Take the line that contains "of the jacket" as the first line and the final line of the records as the last; return exactly those lines and the lines between.

DATA SECTION:
========================================
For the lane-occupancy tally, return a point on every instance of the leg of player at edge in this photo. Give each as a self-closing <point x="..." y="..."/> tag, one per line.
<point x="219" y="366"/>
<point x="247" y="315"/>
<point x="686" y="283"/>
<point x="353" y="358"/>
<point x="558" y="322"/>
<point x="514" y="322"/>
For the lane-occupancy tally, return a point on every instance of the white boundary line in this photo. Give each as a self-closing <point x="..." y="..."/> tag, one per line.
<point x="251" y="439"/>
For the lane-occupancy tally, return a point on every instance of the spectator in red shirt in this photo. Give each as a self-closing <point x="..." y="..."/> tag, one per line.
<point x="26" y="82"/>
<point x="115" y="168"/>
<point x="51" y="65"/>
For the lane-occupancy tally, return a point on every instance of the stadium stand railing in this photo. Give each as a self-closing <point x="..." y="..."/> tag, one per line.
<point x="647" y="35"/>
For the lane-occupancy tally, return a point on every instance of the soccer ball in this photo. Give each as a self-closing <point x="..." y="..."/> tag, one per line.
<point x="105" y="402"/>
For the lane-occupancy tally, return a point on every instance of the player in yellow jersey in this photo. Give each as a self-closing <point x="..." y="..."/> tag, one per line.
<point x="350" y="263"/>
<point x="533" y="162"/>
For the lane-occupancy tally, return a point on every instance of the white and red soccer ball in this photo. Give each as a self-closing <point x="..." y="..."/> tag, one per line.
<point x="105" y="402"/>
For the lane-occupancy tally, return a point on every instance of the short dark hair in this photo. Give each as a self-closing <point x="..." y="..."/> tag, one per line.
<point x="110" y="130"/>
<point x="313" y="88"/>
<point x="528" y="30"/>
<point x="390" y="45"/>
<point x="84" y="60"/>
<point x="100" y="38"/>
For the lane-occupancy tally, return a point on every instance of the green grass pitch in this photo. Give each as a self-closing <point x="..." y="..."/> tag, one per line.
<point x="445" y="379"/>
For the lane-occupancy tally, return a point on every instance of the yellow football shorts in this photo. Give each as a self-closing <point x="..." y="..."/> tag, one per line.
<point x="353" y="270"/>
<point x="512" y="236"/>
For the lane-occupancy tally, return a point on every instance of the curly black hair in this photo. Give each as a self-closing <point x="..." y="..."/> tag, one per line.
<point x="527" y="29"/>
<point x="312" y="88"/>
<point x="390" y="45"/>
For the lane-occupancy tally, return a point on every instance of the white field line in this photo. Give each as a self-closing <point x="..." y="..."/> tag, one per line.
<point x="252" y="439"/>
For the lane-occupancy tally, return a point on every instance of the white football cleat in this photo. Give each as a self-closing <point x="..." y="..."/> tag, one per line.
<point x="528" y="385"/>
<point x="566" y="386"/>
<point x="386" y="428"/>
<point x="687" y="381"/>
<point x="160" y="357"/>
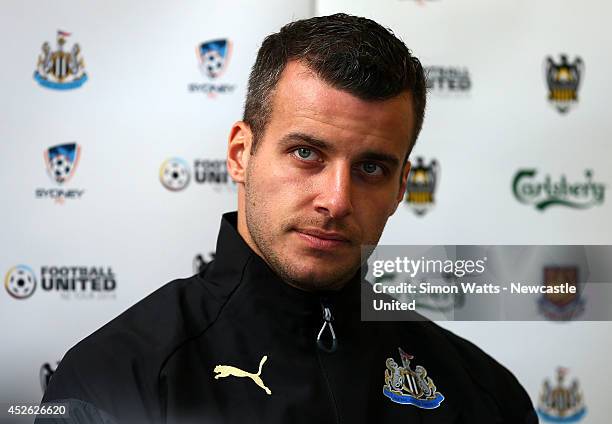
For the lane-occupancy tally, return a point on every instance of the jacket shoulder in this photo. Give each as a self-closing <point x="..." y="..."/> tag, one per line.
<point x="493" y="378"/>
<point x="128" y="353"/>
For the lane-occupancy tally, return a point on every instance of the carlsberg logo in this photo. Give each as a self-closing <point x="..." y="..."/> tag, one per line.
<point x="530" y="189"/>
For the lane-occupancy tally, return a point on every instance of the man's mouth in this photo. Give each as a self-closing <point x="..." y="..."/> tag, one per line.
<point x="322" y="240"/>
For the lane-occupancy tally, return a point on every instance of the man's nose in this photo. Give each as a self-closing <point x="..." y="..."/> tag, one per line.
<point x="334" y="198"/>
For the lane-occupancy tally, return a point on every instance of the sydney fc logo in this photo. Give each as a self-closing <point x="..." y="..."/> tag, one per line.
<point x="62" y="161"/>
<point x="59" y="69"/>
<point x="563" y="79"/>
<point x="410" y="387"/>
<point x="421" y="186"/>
========================================
THE ANSWER:
For the lane-occupancy tally, return a point on every instance of the jacket shoulder in this photo. Give each as a self-closing <point x="..." y="..."/> tag, one per line.
<point x="493" y="378"/>
<point x="128" y="353"/>
For the lane-occupancy tally, return a point on every instance of the carlsberg logo in this photo. Give each as a self-closing <point x="..." y="..."/> tag, one per line.
<point x="530" y="189"/>
For the lane-occupancy tally, return a point on every instance of the man's mouth in this photo. Give each as a self-closing <point x="..." y="..."/> tag, one per line.
<point x="322" y="240"/>
For the lane-occupancy tally, return a point on every instance of the man's nose in this photo. Give each as a self-closing <point x="..." y="..."/> tag, one per line.
<point x="334" y="198"/>
For the lane-occupancy tally, return a point on every instance of the sydney fc logo in this photo. Give each as a self-closing <point x="..." y="..."/> tag, one per line.
<point x="62" y="161"/>
<point x="59" y="69"/>
<point x="563" y="79"/>
<point x="410" y="387"/>
<point x="421" y="186"/>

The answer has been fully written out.